EXERCISE GOAL => Your task is to give the data again, exactly, with every line intact.

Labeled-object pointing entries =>
########
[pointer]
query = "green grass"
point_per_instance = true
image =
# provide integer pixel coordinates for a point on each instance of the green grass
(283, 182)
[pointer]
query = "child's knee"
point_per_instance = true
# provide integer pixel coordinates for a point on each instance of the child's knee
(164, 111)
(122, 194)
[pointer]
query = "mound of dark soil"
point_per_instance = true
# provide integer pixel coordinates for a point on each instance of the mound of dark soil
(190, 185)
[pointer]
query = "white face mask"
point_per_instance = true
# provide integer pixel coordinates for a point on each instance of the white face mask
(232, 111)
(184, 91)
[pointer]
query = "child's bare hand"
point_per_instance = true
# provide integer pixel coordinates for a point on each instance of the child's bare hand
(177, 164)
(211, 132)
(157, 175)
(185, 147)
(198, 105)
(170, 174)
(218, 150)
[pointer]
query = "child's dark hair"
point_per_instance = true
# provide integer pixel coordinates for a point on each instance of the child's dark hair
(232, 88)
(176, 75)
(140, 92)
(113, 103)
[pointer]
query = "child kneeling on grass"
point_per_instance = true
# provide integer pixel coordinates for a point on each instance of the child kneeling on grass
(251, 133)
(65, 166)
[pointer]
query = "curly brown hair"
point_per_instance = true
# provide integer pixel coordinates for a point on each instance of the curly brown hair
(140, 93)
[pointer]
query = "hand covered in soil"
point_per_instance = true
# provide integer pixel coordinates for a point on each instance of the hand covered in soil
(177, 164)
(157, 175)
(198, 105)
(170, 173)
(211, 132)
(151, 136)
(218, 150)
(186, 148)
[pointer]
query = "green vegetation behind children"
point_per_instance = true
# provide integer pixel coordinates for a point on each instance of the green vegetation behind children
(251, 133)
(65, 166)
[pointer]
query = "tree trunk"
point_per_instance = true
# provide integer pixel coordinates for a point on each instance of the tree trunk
########
ANSWER FOR THIS EXERCISE =>
[pointer]
query = "green grass"
point_per_instance = true
image =
# provide integer pixel coordinates for a point on each instance of the green grass
(283, 182)
[pointer]
query = "child's knee"
point_per_instance = true
# provide integer pixel coordinates for a point on each instance of the child's knee
(164, 111)
(122, 194)
[pointer]
query = "mound of dark soil"
point_per_instance = true
# provide integer pixel coordinates for a point on each instance of the mound of dark soil
(190, 185)
[pointer]
query = "white face mask"
point_per_instance = true
# provide integer pixel coordinates for a point on each instance of the white face mask
(232, 111)
(184, 91)
[pointer]
query = "child's bare hand"
point_per_instance = true
# provide integer pixel coordinates for a point on each instance of the child's bare hand
(177, 164)
(211, 132)
(157, 175)
(185, 147)
(198, 105)
(170, 174)
(218, 150)
[pointer]
query = "child's dark hair"
point_per_instance = true
# provide integer pixel coordinates for a point on each instance of the child's dark hair
(232, 88)
(176, 75)
(140, 92)
(113, 103)
[pointer]
query = "child kneeling on grass"
point_per_instance = true
# provide integer pixel coordinates for a point on each instance of the child kneeling on grass
(251, 133)
(65, 166)
[pointer]
query = "curly brown hair"
point_per_instance = true
# provide integer pixel coordinates for a point on each instance of the curly brown hair
(140, 93)
[pointer]
query = "hand covered in soil"
point_per_instance = true
# provide integer pixel coordinates for a point on each instance of the hand covered in soil
(177, 164)
(157, 175)
(198, 105)
(170, 173)
(211, 132)
(151, 136)
(218, 150)
(186, 148)
[pointer]
query = "green vegetation behind children"
point_per_instance = true
# provide integer pixel coordinates for a point on each instance of the green vegetation behind children
(251, 133)
(65, 166)
[pointer]
query = "tree trunk"
point_per_instance = true
# provide integer pixel coordinates for a point on each instance of the tree trunk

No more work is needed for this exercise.